## [EXERCISE OBJECTIVE]
Write out only the lines running from the one that contains "positive clicks: (209, 134)" to the end of the material, both ends included.

## [DATA FOR THIS EXERCISE]
===
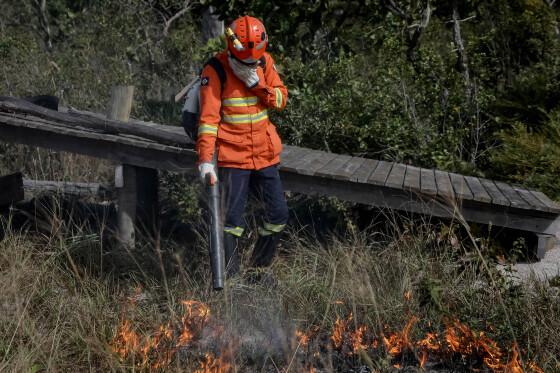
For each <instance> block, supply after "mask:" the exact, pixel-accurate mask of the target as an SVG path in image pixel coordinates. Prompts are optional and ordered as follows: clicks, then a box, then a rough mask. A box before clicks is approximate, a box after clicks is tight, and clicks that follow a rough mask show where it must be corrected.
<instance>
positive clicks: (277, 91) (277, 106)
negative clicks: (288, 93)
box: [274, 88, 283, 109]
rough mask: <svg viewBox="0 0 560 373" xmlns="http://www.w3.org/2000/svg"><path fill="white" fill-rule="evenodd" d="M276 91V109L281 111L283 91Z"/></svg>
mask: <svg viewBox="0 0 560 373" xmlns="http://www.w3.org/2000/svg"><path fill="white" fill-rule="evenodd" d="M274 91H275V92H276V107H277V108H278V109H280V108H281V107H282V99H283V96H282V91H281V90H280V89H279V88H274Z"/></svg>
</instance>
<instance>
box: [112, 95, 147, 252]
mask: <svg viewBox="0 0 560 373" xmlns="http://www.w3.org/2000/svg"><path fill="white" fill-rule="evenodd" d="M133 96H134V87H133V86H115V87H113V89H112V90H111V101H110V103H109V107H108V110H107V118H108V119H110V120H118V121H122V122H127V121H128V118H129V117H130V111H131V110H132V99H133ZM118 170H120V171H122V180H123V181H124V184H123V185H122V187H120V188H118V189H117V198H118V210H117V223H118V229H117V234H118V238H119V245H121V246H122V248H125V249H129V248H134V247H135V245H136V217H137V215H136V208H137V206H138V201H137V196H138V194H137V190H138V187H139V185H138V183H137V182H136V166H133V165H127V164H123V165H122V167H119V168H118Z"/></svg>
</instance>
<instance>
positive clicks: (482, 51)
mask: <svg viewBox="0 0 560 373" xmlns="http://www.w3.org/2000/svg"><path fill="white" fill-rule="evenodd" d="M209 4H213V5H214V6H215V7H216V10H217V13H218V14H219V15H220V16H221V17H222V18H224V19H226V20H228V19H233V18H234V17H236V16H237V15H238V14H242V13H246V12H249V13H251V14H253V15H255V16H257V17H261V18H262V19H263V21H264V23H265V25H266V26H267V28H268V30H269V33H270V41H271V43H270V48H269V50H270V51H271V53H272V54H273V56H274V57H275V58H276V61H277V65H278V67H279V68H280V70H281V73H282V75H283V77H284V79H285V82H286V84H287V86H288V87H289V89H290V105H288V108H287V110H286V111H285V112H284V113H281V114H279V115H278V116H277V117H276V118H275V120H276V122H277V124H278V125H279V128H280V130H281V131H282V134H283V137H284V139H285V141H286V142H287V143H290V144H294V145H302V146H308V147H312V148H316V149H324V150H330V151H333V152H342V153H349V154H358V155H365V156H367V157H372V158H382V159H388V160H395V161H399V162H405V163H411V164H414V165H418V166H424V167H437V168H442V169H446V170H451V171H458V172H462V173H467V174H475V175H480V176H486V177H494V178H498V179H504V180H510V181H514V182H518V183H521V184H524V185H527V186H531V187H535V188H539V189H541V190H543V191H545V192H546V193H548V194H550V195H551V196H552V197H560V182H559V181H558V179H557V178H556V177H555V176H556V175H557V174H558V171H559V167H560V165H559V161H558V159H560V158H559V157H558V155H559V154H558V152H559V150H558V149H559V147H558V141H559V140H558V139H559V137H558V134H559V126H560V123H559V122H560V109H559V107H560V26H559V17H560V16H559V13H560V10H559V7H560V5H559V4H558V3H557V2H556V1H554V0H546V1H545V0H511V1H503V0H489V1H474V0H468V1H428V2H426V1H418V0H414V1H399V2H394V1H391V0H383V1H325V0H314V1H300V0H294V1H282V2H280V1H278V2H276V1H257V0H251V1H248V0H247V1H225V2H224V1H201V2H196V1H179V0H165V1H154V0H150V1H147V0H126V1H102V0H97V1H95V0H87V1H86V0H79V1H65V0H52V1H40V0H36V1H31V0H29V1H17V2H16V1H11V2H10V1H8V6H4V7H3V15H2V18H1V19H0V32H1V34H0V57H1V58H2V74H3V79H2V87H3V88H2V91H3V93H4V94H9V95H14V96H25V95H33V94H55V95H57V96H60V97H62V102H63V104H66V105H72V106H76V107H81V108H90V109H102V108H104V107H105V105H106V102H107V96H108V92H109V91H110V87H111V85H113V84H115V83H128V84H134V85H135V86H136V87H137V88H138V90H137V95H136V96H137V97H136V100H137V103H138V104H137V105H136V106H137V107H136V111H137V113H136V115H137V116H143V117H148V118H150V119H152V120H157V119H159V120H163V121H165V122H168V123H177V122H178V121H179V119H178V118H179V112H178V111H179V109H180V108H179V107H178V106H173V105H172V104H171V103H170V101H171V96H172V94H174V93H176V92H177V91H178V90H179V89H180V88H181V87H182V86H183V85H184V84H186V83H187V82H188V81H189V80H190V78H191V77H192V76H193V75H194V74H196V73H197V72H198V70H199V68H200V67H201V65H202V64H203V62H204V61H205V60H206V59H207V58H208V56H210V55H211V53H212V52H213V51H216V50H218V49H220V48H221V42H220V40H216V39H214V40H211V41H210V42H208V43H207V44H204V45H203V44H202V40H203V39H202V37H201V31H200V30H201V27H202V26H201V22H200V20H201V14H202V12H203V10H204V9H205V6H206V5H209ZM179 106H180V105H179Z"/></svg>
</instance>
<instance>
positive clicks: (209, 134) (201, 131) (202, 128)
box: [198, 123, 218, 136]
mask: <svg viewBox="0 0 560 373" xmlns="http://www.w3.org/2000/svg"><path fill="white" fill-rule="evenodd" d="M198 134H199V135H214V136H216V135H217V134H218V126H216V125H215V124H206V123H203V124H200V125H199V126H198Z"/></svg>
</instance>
===
## [RESPONSE]
positive clicks: (209, 134) (201, 131) (202, 128)
box: [198, 123, 218, 136]
mask: <svg viewBox="0 0 560 373" xmlns="http://www.w3.org/2000/svg"><path fill="white" fill-rule="evenodd" d="M198 134H199V135H214V136H216V135H217V134H218V126H216V125H215V124H206V123H203V124H200V125H199V126H198Z"/></svg>
</instance>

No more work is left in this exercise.